SELECTED EXTRACT.
The April 2021 interview (video)

The July 2020 interview

This interview was conducted less than two months before Wroclaw Cosmopolitan School opened in September 2020.

The history of the school project

Our Kids: Can you tell me about the history of this project?

Graham Lewis: It's a year in the making. There was a lot of discontent from two main groups: from parents and from teachers who worked in other schools in the English-speaking private school sector in Wrocław. They had a list of issues that they wanted resolved and they were looking for some kind of improvement on. So I was presented with these problems and was approached by a number of parents looking to set up a new school on the cooperative model and when that did not transpire, we chose the private investment model.

Our Kids: Why Wroclaw?

DATA TO EXAMINE.
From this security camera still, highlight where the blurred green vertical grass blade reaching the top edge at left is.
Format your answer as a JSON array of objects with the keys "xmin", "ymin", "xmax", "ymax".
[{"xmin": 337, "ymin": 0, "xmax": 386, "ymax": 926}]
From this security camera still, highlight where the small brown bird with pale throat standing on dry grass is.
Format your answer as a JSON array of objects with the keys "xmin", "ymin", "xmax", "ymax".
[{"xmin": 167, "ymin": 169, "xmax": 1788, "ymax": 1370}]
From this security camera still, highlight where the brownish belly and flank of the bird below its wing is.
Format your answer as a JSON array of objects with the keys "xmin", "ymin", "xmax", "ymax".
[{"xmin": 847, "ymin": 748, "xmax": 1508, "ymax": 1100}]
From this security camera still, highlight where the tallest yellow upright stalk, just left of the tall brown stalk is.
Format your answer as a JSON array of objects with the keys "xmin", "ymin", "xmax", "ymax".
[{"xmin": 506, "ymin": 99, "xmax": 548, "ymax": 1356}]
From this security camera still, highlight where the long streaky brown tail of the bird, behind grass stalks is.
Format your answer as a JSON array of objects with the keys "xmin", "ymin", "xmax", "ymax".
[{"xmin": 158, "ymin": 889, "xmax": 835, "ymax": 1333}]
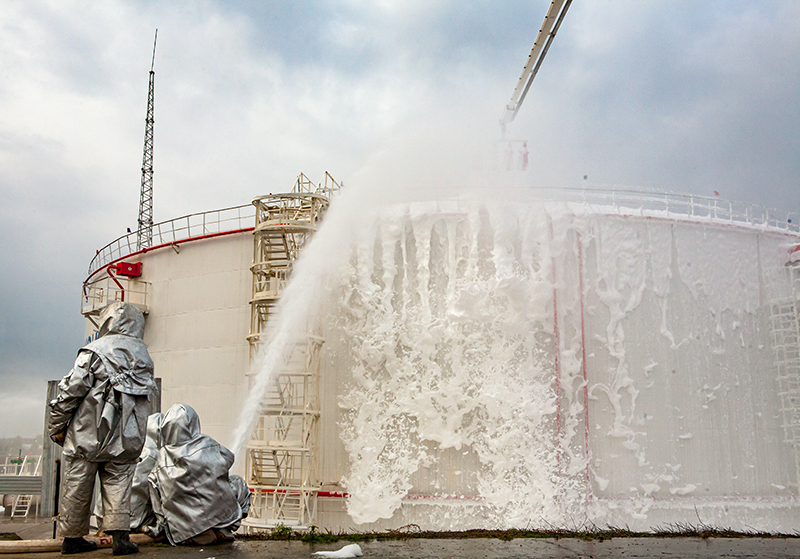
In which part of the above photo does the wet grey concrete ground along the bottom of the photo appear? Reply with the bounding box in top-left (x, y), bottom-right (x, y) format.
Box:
top-left (0, 518), bottom-right (800, 559)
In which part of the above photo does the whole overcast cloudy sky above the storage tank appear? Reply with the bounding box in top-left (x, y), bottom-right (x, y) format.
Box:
top-left (0, 0), bottom-right (800, 437)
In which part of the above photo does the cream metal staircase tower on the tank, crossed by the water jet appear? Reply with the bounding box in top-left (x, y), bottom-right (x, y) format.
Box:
top-left (243, 173), bottom-right (339, 530)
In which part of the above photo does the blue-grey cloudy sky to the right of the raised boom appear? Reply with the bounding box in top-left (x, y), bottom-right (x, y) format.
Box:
top-left (504, 2), bottom-right (800, 209)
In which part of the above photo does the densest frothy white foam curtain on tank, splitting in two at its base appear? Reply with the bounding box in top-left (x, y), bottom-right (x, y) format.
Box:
top-left (340, 203), bottom-right (572, 525)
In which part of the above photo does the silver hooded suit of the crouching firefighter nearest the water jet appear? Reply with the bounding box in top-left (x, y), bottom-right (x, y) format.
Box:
top-left (149, 404), bottom-right (242, 545)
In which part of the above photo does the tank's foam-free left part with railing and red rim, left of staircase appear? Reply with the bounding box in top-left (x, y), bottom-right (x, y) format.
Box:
top-left (83, 204), bottom-right (255, 445)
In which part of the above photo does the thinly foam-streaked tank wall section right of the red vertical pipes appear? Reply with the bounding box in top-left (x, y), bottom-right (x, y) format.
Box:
top-left (583, 219), bottom-right (797, 500)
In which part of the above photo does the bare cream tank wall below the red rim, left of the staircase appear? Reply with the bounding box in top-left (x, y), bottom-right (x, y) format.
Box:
top-left (136, 233), bottom-right (253, 446)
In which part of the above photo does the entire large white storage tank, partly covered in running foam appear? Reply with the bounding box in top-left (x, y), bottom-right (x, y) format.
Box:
top-left (85, 185), bottom-right (800, 532)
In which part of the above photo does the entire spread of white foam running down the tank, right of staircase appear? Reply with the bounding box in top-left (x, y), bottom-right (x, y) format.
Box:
top-left (234, 174), bottom-right (787, 528)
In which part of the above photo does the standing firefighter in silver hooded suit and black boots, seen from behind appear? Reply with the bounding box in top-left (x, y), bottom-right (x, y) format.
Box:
top-left (48, 303), bottom-right (158, 555)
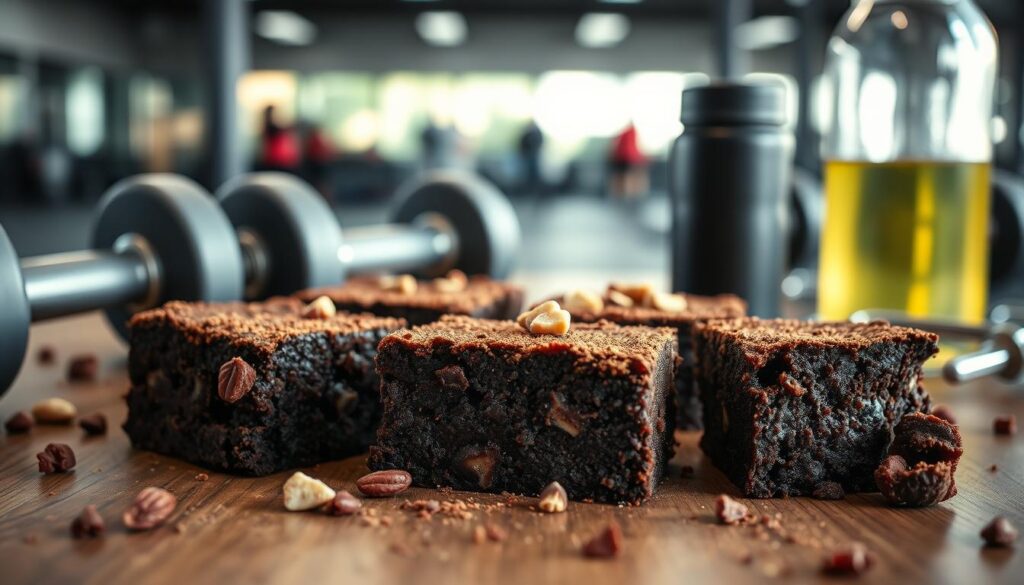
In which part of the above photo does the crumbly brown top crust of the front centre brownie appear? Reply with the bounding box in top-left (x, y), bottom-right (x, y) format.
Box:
top-left (380, 315), bottom-right (676, 372)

EXERCISE BRIEF.
Reproduce the full interview excerpt about Wroclaw Cosmopolitan School, word for word from its first line to its last.

SOLUTION TO THE EXERCISE.
The April 2021 interview (video)

The July 2020 interview

This interview was conducted less than two months before Wroclaw Cosmopolitan School opened in September 2020.

The history of the school project

Our Kids: Can you tell me about the history of this project?

Graham Lewis: It's a year in the making. There was a lot of discontent from two main groups: from parents and from teachers who worked in other schools in the English-speaking private school sector in Wrocław. They had a list of issues that they wanted resolved and they were looking for some kind of improvement on. So I was presented with these problems and was approached by a number of parents looking to set up a new school on the cooperative model and when that did not transpire, we chose the private investment model.

Our Kids: Why Wroclaw?